Texto de referência =>

★ ★ ★ ★ ★

Seguindo-se-lhe, veio Jair Bolsonaro, eleito na esteira do desgoverno da
petista e de seu partido, por uma maioria que o viu como salvação da lavoura.
Nesse interregno
pós ditadura militar, até a chegada do atual presidente, pouco se ouviu a
respeito de um possível golpe do governo; ainda com Lula em alta na aceitação
popular, soube-se de suposta pretensa consulta às forças armadas sobre a
possibilidade de lhe ser estendido o mandato, como já vinha acontecendo com
ditadores latinos e sul-americanos. Pelo que restou comprovado, parece que a
mosca azul apenas pousou na figura, mas não a picou de fato.

★ ★ ★ ★ ★

Material apresentado =>
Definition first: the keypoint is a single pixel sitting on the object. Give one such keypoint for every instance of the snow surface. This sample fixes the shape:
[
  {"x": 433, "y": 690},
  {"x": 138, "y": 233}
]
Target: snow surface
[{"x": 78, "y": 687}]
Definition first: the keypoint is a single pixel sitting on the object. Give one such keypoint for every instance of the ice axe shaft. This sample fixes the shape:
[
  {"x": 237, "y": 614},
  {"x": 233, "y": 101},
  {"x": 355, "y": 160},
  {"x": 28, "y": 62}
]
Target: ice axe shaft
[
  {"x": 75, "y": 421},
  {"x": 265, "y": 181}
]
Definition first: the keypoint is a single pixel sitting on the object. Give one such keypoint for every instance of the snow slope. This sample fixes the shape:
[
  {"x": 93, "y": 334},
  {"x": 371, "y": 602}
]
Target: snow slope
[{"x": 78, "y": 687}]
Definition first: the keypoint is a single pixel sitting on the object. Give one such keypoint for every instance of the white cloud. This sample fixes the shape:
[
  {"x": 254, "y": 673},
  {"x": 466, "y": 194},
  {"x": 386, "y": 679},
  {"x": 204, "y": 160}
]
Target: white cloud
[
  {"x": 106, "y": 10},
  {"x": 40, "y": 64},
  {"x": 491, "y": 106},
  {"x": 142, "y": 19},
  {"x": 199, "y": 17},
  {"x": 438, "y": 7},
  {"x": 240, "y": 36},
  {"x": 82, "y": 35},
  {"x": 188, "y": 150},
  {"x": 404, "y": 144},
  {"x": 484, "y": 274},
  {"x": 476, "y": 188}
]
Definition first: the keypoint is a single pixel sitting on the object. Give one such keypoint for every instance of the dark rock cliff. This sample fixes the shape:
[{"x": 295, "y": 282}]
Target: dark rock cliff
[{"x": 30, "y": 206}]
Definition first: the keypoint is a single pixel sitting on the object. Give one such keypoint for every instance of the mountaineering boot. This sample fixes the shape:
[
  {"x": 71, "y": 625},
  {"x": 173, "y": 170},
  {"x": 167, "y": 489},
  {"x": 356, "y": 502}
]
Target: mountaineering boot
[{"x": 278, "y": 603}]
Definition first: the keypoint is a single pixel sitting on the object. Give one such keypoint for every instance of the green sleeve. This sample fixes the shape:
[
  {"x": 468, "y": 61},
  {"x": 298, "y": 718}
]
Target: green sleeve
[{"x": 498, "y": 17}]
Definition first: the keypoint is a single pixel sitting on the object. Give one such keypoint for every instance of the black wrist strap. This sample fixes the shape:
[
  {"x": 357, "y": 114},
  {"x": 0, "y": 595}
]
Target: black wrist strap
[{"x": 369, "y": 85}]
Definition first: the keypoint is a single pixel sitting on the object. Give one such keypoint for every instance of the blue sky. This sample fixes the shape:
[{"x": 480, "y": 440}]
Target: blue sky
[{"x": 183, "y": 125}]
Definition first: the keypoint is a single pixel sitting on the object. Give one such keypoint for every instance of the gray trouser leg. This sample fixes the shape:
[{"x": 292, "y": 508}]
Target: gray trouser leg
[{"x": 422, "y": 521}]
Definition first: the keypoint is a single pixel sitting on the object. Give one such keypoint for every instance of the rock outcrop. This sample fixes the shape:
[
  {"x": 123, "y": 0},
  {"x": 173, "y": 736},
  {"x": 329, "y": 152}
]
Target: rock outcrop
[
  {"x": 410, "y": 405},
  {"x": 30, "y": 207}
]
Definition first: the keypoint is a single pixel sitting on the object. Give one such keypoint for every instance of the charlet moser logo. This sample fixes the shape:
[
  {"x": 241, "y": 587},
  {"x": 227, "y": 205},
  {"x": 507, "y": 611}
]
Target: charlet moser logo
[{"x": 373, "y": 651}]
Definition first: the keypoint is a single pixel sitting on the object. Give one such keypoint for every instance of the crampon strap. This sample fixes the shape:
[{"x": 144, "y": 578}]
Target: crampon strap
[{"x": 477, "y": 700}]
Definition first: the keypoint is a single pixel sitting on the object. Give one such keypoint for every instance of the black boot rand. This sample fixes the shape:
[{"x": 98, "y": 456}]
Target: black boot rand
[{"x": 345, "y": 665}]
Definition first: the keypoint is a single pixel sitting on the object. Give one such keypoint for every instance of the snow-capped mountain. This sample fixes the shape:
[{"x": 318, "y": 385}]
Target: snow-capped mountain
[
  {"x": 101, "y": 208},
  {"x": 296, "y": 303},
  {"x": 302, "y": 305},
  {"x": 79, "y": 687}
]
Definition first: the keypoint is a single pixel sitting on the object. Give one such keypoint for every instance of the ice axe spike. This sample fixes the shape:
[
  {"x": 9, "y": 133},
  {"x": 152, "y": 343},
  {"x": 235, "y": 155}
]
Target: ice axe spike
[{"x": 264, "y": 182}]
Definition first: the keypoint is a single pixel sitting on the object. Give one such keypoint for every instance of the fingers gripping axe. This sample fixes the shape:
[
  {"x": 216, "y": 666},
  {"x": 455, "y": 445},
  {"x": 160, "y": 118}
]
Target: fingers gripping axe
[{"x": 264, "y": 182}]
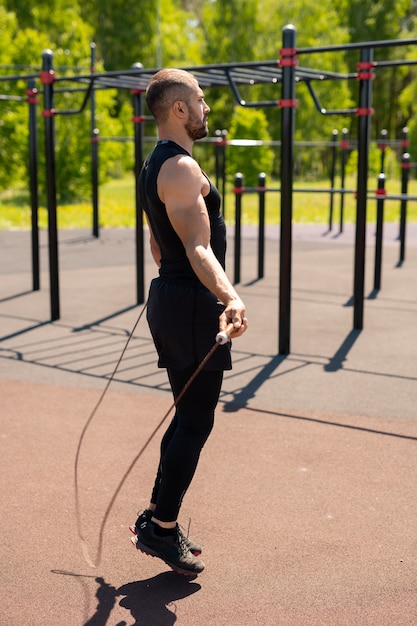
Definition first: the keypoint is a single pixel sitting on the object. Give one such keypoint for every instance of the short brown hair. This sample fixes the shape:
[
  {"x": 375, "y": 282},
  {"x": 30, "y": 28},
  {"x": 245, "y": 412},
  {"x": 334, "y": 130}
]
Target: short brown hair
[{"x": 167, "y": 86}]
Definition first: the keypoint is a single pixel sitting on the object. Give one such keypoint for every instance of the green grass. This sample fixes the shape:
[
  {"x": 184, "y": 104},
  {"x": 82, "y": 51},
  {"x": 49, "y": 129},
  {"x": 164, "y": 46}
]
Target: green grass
[{"x": 116, "y": 206}]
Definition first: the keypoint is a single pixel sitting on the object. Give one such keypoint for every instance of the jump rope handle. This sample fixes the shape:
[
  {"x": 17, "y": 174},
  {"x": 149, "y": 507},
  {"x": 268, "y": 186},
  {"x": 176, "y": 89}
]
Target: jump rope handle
[{"x": 224, "y": 335}]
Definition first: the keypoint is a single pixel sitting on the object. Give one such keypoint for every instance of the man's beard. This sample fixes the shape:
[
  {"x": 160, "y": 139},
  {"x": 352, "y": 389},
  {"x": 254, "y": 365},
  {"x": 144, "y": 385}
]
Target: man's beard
[{"x": 195, "y": 128}]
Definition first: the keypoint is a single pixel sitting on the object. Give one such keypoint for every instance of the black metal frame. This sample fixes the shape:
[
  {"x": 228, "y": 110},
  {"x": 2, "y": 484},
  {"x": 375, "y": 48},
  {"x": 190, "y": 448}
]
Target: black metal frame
[{"x": 285, "y": 72}]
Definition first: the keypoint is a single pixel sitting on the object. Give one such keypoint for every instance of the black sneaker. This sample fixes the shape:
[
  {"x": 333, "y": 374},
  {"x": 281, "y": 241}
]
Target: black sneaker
[
  {"x": 146, "y": 515},
  {"x": 170, "y": 548}
]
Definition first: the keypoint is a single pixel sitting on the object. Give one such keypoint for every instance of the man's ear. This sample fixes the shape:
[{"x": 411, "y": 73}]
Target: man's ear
[{"x": 179, "y": 108}]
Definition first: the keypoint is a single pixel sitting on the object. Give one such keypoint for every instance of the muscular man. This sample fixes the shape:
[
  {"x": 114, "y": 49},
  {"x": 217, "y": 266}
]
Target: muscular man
[{"x": 190, "y": 301}]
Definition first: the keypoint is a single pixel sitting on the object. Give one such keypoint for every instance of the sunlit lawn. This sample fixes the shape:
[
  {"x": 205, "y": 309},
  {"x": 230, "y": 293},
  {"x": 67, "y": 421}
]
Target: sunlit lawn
[{"x": 117, "y": 200}]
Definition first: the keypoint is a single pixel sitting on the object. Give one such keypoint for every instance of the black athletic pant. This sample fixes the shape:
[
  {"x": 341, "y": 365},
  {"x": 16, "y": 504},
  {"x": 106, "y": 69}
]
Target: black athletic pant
[{"x": 184, "y": 438}]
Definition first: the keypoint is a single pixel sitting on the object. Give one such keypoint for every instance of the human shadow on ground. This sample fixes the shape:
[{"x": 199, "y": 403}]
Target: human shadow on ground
[{"x": 150, "y": 601}]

★ ★ ★ ★ ★

Trabalho solicitado =>
Transcreva do texto de referência o trecho entre "Nesse interregno" e "picou de fato.", inclusive. As linhas constituem material à parte, independente do texto de referência.

Resposta redigida =>
Nesse interregno
pós ditadura militar, até a chegada do atual presidente, pouco se ouviu a
respeito de um possível golpe do governo; ainda com Lula em alta na aceitação
popular, soube-se de suposta pretensa consulta às forças armadas sobre a
possibilidade de lhe ser estendido o mandato, como já vinha acontecendo com
ditadores latinos e sul-americanos. Pelo que restou comprovado, parece que a
mosca azul apenas pousou na figura, mas não a picou de fato.